───── Records provided

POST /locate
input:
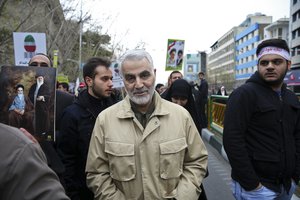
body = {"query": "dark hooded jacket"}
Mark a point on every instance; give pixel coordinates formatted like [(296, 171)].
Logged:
[(76, 125), (262, 135), (181, 88)]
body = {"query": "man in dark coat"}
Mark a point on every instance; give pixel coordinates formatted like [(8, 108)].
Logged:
[(21, 110), (77, 124), (63, 100), (39, 95), (262, 129)]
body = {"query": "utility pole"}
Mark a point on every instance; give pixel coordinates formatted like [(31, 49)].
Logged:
[(80, 41)]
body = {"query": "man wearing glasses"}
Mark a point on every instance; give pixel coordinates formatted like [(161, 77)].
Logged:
[(262, 129)]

──────────

Please output every line of the material above word for word, leaving out the pictures.

* Task result:
POST /locate
input:
body = {"query": "dark hooded jacket"}
Mark a point on every instance; give pixel coordinates formatted like [(296, 171)].
Logged:
[(76, 125), (262, 135), (181, 88)]
body = {"query": "man in dark coat"}
Mark a point on every instance; give pixel coordinates formatted like [(8, 108)].
Logged:
[(21, 110), (77, 124), (63, 100), (39, 95), (262, 129)]
body = {"query": "utility pole"}
Mark a point on every instance; give pixel coordinates formatted like [(31, 49)].
Logged:
[(80, 41)]
body = {"query": "man wearing glasses"}
Mark a point on every instance; give pixel coordinates formatted like [(161, 77)].
Logged:
[(262, 129)]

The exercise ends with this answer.